EXERCISE DETAILS:
Replace "with a box" with "with a rectangle" everywhere in the data below, and reproduce the rest without any other change.

TASK INPUT:
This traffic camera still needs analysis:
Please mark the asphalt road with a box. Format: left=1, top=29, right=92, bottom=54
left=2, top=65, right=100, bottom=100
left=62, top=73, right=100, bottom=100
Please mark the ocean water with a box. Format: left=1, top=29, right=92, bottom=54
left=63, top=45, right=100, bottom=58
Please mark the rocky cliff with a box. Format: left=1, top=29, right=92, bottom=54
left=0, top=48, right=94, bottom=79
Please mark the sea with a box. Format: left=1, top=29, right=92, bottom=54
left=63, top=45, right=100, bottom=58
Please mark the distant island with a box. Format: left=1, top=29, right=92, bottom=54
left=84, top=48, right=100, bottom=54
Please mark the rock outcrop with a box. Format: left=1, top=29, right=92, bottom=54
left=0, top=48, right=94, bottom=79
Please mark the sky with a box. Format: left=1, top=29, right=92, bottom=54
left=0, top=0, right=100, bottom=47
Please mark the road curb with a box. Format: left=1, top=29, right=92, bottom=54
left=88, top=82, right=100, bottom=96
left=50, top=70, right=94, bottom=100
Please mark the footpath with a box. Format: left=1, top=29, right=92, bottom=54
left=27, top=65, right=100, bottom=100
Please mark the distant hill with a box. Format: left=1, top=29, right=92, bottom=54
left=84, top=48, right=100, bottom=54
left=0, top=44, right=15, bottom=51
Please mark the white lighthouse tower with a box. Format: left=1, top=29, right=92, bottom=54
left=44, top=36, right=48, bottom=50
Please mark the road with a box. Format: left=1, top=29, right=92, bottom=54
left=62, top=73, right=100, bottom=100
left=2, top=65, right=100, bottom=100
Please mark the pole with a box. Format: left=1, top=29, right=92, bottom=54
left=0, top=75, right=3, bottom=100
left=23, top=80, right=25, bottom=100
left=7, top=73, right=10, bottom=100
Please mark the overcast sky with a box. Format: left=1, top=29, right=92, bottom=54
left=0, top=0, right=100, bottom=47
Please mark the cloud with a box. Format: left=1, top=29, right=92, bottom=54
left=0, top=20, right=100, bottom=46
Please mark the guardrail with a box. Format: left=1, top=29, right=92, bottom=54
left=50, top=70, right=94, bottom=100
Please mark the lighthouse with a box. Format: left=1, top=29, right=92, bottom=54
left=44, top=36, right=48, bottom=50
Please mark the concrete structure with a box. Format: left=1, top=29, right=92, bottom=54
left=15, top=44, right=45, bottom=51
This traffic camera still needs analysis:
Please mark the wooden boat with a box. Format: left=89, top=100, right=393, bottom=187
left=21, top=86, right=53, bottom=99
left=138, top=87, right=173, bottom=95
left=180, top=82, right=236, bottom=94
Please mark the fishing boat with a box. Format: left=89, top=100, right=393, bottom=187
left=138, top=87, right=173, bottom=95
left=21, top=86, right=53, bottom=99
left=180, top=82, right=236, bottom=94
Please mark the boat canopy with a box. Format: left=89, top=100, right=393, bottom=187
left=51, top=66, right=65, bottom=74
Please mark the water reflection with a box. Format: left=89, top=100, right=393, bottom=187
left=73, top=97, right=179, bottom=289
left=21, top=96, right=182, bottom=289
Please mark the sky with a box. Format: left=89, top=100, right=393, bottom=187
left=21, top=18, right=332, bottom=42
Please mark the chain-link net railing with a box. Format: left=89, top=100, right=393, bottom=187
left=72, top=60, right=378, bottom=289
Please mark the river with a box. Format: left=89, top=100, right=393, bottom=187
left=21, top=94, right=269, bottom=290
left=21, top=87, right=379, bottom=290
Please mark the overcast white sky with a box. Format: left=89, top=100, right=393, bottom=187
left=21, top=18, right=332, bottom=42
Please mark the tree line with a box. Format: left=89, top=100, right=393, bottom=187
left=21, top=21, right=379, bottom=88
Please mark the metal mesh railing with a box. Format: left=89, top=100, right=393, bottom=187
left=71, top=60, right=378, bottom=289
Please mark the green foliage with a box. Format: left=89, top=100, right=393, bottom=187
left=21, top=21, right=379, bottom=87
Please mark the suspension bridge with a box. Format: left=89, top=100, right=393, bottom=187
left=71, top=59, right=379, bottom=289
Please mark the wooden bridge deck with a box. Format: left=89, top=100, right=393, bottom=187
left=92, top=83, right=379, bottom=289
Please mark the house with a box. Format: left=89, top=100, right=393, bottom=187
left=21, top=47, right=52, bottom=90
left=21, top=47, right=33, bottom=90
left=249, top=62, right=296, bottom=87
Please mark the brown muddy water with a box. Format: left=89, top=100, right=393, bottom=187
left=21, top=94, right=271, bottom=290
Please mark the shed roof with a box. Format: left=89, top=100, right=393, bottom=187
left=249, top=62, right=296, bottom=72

SOLUTION BELOW:
This traffic camera still needs analysis:
Please mark the asphalt road with a rectangle. Format: left=1, top=29, right=92, bottom=54
left=2, top=65, right=100, bottom=100
left=62, top=73, right=100, bottom=100
Please mark the ocean water with a rectangle. Format: left=1, top=29, right=92, bottom=54
left=63, top=45, right=100, bottom=58
Please mark the rocky cliff with a rectangle. Format: left=1, top=29, right=92, bottom=54
left=0, top=48, right=94, bottom=79
Please mark the sea with a rectangle. Format: left=1, top=29, right=92, bottom=54
left=63, top=45, right=100, bottom=58
Please mark the distant island with a rectangle. Format: left=1, top=29, right=92, bottom=54
left=84, top=48, right=100, bottom=54
Please mark the rock outcrop with a rectangle. Format: left=1, top=29, right=92, bottom=54
left=0, top=48, right=94, bottom=79
Please mark the sky with a rectangle. Format: left=1, top=29, right=92, bottom=54
left=0, top=0, right=100, bottom=47
Please mark the road curb with a rectangle. Format: left=1, top=29, right=92, bottom=54
left=88, top=82, right=100, bottom=96
left=50, top=70, right=94, bottom=100
Please mark the footpath with a rectangle. Format: left=1, top=29, right=92, bottom=54
left=27, top=65, right=100, bottom=100
Please mark the distant hill with a rectangle. Format: left=1, top=29, right=92, bottom=54
left=84, top=48, right=100, bottom=54
left=0, top=44, right=15, bottom=51
Please mark the white lighthouse tower with a rectangle. Format: left=1, top=29, right=92, bottom=54
left=44, top=36, right=48, bottom=50
Please mark the road with a rectangle. Format: left=1, top=29, right=92, bottom=54
left=62, top=73, right=100, bottom=100
left=2, top=65, right=100, bottom=100
Please mark the pole with a rectangle. Format: left=1, top=29, right=92, bottom=54
left=0, top=75, right=3, bottom=100
left=23, top=80, right=25, bottom=100
left=7, top=73, right=10, bottom=100
Please mark the overcast sky with a rectangle. Format: left=1, top=29, right=92, bottom=54
left=0, top=0, right=100, bottom=47
Please mark the cloud with a rectangle. Format: left=1, top=29, right=92, bottom=54
left=0, top=20, right=100, bottom=46
Please mark the guardrail with a rectangle. Format: left=1, top=29, right=92, bottom=54
left=50, top=70, right=94, bottom=100
Please mark the lighthouse with a rectangle. Format: left=1, top=29, right=92, bottom=54
left=44, top=36, right=48, bottom=50
Please mark the concrete structure with a rectangle. Format: left=1, top=29, right=92, bottom=54
left=15, top=44, right=45, bottom=51
This traffic camera still needs analysis:
Please mark the wooden boat with a rectangle. Format: left=89, top=100, right=393, bottom=187
left=21, top=86, right=53, bottom=99
left=138, top=87, right=173, bottom=95
left=180, top=82, right=236, bottom=94
Please mark the fishing boat with a rectangle. Format: left=89, top=100, right=393, bottom=187
left=138, top=87, right=173, bottom=95
left=21, top=86, right=53, bottom=99
left=180, top=82, right=236, bottom=94
Please mark the boat canopy with a rectangle. Format: left=89, top=100, right=393, bottom=187
left=51, top=66, right=65, bottom=74
Please mark the water reflection with a rectangle. Format: left=89, top=100, right=393, bottom=187
left=73, top=97, right=179, bottom=289
left=21, top=96, right=182, bottom=289
Please mark the sky with a rectangle. Format: left=89, top=100, right=393, bottom=187
left=21, top=18, right=332, bottom=42
Please mark the chain-link net railing with a rectangle. Format: left=89, top=100, right=393, bottom=187
left=72, top=60, right=378, bottom=289
Please mark the river with a rectangle. Format: left=89, top=100, right=393, bottom=187
left=21, top=94, right=269, bottom=290
left=21, top=87, right=379, bottom=290
Please mark the overcast white sky with a rectangle. Format: left=89, top=100, right=393, bottom=187
left=21, top=18, right=332, bottom=42
Please mark the tree line with a rectangle. Format: left=89, top=100, right=393, bottom=187
left=21, top=21, right=379, bottom=88
Please mark the metal mesh railing with a rectangle. Format: left=89, top=100, right=393, bottom=187
left=71, top=60, right=378, bottom=289
Please mark the green foliage with a rectangle. Format: left=89, top=100, right=393, bottom=187
left=21, top=21, right=379, bottom=87
Please mark the suspension bridge with a rectangle. Format: left=89, top=100, right=393, bottom=187
left=71, top=59, right=379, bottom=289
Please mark the wooden bridge deck with a rectangle. Format: left=89, top=100, right=393, bottom=187
left=92, top=83, right=379, bottom=289
Please mark the house with a rectangle. Format: left=89, top=100, right=393, bottom=187
left=21, top=47, right=52, bottom=90
left=21, top=47, right=33, bottom=90
left=249, top=62, right=296, bottom=87
Please mark the brown muddy water with a rectangle. Format: left=89, top=100, right=393, bottom=187
left=21, top=94, right=271, bottom=290
Please mark the shed roof with a rectangle. Format: left=89, top=100, right=393, bottom=187
left=249, top=62, right=296, bottom=72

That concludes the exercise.